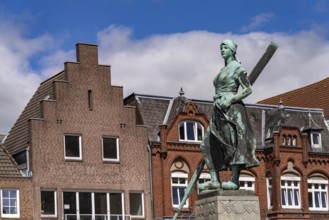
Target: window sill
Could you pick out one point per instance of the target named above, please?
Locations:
(73, 160)
(111, 161)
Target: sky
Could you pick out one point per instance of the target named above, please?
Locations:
(157, 47)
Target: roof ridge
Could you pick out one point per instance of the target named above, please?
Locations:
(295, 90)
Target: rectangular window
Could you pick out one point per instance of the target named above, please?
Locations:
(110, 148)
(290, 193)
(269, 192)
(136, 204)
(10, 203)
(318, 194)
(247, 183)
(48, 204)
(73, 147)
(100, 204)
(190, 131)
(90, 100)
(316, 140)
(92, 205)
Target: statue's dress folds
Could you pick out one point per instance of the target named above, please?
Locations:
(229, 139)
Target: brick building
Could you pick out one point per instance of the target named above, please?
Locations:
(315, 95)
(80, 147)
(79, 151)
(13, 187)
(292, 147)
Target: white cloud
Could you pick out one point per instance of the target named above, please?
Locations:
(258, 21)
(18, 80)
(160, 65)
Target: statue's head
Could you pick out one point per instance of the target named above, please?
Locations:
(230, 44)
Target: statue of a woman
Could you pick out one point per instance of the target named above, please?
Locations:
(229, 142)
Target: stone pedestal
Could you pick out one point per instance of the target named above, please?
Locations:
(227, 205)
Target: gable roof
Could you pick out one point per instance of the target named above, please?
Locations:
(17, 139)
(315, 95)
(8, 166)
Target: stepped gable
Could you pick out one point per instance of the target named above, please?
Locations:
(315, 95)
(150, 111)
(17, 139)
(8, 166)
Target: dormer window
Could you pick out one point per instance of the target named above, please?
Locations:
(190, 131)
(316, 140)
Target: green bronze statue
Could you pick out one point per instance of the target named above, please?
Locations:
(229, 142)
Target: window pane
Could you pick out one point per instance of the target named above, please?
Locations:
(100, 203)
(296, 197)
(69, 199)
(110, 148)
(315, 138)
(181, 194)
(310, 200)
(317, 199)
(199, 132)
(9, 202)
(289, 196)
(283, 196)
(136, 204)
(182, 131)
(47, 202)
(85, 203)
(175, 195)
(115, 203)
(190, 130)
(72, 146)
(324, 199)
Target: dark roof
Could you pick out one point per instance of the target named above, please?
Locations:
(17, 139)
(315, 95)
(158, 110)
(8, 166)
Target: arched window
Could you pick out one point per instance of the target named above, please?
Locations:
(247, 182)
(294, 140)
(190, 131)
(317, 193)
(269, 192)
(290, 191)
(178, 187)
(284, 139)
(289, 140)
(316, 139)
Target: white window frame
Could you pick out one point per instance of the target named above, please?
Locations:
(247, 179)
(4, 215)
(117, 146)
(80, 147)
(312, 191)
(55, 203)
(319, 145)
(93, 215)
(143, 210)
(285, 189)
(179, 175)
(204, 177)
(195, 131)
(269, 192)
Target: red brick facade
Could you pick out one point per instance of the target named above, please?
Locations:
(286, 157)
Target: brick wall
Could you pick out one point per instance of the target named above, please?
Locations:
(70, 113)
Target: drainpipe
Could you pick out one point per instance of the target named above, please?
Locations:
(151, 179)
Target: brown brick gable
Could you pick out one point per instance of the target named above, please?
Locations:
(315, 95)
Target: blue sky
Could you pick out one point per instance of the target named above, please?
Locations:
(157, 46)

──────────

**Exercise objective**
Return verbatim each line from the one that mentions "Target: dark roof" to the end of the entries, inclusive.

**Answer section**
Target: dark roof
Could you pick out one point per instance of the target named above, please?
Locations:
(17, 139)
(315, 95)
(158, 110)
(8, 166)
Target: arched window
Could you pick out one point per instance of the target named above, please?
Locations:
(247, 182)
(294, 140)
(190, 131)
(317, 193)
(269, 192)
(290, 191)
(178, 187)
(284, 139)
(289, 140)
(316, 139)
Target: white window frame
Could you pick out one point per instance of the target named above, please?
Locations:
(247, 179)
(4, 215)
(117, 146)
(80, 147)
(312, 191)
(55, 203)
(319, 145)
(93, 215)
(143, 210)
(285, 189)
(179, 175)
(204, 177)
(195, 131)
(269, 192)
Target: red brick facade
Could you pick out one point per instance of the target named above, please?
Locations:
(286, 157)
Target: brick wall
Could you pick out one point per instance of the target named above, please?
Locations:
(70, 113)
Target: drainpipe
Could you pick out one point per instance of the target named above, please?
Locations:
(151, 179)
Target: brown brick gable
Could you pick out one point per instance of the target named above, please?
Locations:
(315, 95)
Target: blue sky
Could you pick out one point per instance of the target named above, please?
Locations:
(157, 46)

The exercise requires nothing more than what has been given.